Does read.genepop really needs `ncode`? #326

Open courtiol opened 2 years ago

courtiol commented 2 years ago

Hi all,

I am not fully familiar with the genepop format and its possible variants... But I am wondering if it is really necessary to ask the user to input ncode. Since the function only handles diploid case, then it should be straightforward to determine ncode automatically.

For example, just before https://github.com/thibautjombart/adegenet/blob/b8b7b3b1cf3081dc43f85b8d6794f89f161fa084/R/import.R#L707-L711

we could thus have something like this:

if (is.null(ncode)) ncode <- nchar(strsplit(vec.genot[1], split = " ")[[1]][1])/2
NA.char <- paste(rep("0", ncode), collapse = "")

Or if things are supposed to be heterogeneous (I don't think so but could be, no idea) we could have something like:

if (is.null(ncode)) { 
      ncodes <- unique(unlist(lapply(sapply(vec.genot, strsplit, split = " "), nchar)))
      if (length(ncodes) > 1) stop("ncode must be defined for this dataset")

(Box-labeled dataset extracts)
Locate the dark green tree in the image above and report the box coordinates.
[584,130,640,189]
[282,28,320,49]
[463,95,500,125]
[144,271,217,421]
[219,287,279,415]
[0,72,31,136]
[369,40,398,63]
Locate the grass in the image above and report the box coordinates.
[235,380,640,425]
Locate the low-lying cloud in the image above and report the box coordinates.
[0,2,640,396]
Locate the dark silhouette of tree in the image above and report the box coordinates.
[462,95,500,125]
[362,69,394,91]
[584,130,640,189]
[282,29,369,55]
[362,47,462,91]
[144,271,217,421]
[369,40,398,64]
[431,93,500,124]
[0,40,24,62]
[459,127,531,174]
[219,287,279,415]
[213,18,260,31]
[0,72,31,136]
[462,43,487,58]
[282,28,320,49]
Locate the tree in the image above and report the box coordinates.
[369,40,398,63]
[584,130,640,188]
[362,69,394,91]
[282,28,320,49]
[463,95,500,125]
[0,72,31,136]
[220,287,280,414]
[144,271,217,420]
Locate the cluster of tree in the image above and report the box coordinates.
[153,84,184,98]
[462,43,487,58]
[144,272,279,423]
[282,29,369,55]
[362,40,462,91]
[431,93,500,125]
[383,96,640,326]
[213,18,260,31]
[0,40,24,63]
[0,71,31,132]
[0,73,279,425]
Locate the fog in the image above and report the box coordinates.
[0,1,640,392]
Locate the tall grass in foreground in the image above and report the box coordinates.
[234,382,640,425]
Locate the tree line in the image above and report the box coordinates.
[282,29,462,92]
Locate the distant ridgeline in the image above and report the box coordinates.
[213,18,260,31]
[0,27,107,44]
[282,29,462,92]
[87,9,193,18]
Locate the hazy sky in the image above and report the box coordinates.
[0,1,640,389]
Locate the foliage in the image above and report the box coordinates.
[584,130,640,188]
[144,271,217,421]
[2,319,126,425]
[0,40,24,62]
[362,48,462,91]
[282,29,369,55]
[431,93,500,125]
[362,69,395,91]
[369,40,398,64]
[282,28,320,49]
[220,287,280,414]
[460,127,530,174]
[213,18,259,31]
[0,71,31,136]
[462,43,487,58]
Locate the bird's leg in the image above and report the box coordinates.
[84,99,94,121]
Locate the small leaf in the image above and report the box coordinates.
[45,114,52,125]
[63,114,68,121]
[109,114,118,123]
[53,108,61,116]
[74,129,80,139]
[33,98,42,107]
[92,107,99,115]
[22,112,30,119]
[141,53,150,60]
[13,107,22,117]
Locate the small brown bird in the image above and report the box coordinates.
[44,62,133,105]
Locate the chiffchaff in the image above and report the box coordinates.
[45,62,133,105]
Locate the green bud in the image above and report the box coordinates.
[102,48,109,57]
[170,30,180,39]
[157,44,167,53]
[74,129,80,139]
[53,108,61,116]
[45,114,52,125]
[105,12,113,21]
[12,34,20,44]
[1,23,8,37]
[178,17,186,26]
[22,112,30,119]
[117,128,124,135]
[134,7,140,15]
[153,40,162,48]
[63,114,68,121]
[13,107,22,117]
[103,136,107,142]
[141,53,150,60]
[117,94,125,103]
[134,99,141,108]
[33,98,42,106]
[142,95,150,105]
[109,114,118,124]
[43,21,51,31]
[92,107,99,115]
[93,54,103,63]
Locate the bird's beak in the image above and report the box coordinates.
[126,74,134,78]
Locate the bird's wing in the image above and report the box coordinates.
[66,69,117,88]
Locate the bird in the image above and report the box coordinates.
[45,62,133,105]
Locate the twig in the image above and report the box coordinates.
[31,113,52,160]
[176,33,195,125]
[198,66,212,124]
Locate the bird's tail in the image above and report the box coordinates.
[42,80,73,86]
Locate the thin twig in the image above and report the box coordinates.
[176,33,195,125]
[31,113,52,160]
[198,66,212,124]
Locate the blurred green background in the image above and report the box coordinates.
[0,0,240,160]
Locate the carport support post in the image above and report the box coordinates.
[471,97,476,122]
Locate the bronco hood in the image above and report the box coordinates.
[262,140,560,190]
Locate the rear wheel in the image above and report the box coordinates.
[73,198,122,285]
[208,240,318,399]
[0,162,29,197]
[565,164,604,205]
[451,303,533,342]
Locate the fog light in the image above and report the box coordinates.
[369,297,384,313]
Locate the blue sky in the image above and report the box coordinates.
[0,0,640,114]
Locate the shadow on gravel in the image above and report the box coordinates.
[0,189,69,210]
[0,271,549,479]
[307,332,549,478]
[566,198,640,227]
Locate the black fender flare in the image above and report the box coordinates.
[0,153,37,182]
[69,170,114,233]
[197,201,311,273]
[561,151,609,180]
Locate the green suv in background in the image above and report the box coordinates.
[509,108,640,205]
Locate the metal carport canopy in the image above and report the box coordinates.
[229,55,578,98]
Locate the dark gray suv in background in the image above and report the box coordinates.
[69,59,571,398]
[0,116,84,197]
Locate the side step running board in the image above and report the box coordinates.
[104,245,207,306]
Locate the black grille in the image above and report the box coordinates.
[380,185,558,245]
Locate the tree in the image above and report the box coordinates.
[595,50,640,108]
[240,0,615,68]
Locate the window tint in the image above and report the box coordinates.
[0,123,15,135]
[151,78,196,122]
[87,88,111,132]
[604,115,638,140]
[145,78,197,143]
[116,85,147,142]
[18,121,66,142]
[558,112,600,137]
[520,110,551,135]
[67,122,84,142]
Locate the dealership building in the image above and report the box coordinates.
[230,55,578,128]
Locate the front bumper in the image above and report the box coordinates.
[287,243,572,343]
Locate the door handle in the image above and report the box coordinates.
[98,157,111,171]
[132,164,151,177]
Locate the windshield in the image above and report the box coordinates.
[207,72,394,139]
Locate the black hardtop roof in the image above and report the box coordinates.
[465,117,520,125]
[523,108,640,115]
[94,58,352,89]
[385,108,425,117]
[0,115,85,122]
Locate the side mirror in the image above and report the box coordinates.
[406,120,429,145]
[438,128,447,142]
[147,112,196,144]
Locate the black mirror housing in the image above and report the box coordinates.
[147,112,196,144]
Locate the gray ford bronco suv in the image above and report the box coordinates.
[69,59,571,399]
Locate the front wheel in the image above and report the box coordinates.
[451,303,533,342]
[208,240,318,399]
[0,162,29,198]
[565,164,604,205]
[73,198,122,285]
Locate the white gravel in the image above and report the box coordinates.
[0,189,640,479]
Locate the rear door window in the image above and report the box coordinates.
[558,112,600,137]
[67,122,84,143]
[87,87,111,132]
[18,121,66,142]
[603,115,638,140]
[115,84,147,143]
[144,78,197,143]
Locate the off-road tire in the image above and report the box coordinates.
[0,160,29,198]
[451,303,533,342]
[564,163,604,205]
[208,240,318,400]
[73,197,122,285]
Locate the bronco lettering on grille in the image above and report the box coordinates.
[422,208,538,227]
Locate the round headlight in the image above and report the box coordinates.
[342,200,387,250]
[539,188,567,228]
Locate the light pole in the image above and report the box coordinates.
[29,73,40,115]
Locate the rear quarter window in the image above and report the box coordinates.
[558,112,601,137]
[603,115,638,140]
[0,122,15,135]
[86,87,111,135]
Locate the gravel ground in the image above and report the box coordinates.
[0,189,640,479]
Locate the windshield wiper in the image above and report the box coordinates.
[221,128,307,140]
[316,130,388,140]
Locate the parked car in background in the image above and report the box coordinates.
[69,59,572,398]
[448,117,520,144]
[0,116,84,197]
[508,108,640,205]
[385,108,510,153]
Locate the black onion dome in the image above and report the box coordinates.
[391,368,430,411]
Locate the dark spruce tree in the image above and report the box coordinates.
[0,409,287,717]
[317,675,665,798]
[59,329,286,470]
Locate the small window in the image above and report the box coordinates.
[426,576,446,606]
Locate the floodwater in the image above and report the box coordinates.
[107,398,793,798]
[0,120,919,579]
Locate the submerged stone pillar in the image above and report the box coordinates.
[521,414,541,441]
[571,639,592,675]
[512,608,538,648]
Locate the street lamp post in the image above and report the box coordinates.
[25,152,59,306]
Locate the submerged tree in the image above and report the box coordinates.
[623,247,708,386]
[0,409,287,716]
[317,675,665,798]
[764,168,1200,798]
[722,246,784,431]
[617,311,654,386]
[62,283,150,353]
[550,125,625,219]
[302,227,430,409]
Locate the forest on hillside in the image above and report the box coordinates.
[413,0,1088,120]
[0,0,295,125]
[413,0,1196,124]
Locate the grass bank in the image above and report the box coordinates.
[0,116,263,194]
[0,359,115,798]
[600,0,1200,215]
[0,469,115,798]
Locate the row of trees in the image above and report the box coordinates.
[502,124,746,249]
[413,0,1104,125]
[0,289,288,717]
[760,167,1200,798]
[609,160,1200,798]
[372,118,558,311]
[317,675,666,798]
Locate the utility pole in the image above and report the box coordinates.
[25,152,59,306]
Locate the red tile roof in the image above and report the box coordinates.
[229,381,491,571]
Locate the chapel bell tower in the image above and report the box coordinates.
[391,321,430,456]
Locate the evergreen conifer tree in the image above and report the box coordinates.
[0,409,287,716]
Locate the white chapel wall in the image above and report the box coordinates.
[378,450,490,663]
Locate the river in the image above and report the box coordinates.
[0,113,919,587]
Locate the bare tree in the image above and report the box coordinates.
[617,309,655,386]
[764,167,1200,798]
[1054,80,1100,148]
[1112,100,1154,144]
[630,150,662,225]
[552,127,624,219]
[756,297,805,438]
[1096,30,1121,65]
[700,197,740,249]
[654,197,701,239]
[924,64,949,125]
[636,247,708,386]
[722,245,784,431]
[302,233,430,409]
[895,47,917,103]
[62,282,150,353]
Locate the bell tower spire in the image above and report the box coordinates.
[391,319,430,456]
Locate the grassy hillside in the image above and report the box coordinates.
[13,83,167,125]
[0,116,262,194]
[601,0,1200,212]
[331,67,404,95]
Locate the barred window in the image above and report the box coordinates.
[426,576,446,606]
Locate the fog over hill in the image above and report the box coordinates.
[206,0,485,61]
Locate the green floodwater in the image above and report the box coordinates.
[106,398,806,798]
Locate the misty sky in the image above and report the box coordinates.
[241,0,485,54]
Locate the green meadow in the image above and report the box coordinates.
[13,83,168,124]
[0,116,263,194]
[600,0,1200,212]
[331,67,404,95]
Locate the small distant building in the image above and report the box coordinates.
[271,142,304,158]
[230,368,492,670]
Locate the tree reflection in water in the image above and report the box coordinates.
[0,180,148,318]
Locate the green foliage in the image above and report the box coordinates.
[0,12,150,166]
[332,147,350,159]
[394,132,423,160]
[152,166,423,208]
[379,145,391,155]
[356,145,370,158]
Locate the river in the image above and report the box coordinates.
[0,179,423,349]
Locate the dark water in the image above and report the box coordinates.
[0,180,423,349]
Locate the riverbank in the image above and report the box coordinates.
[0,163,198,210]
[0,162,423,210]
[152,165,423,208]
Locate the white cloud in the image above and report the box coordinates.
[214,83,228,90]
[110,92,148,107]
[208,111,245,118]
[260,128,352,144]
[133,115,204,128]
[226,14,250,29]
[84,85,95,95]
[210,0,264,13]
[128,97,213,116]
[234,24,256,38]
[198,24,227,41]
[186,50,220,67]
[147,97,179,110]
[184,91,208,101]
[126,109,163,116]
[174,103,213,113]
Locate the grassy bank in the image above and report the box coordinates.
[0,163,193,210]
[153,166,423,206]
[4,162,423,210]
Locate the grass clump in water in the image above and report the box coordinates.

▸ Stated problem 1:
Answer these about the thread on `ncode`:
(a) Which case does the commenter say the function handles exclusively?
(b) In the first suggested line of code, what number is the result of `nchar(...)` divided by?
(c) In the second suggestion, what message does `stop()` give when more than one value turns up?
▸ Stated problem 2:
Can you carry the thread on `ncode` further, starting after its final line?
Nothing in the records is needed here.

▸ Right answer 1:
(a) The diploid case.
(b) 2.
(c) "ncode must be defined for this dataset"

▸ Right answer 2:
      ncode <- ncodes/2
    }
NA.char <- paste(rep("0", ncode), collapse = "")

I used if (is.null(ncode)) for backward compatibility, but we could also drop the argument altogether.

If that sounds useful, I am happy to write a PR which would include tests and documentation too, but I would need information or some datasets other than nancycats.gen in case there would be variation in genepop formats beyond a variable number of digit.

I would also need to know whether dropping the argument altogether in an option. I could check if the user defines it and return a message saying it is now ignored.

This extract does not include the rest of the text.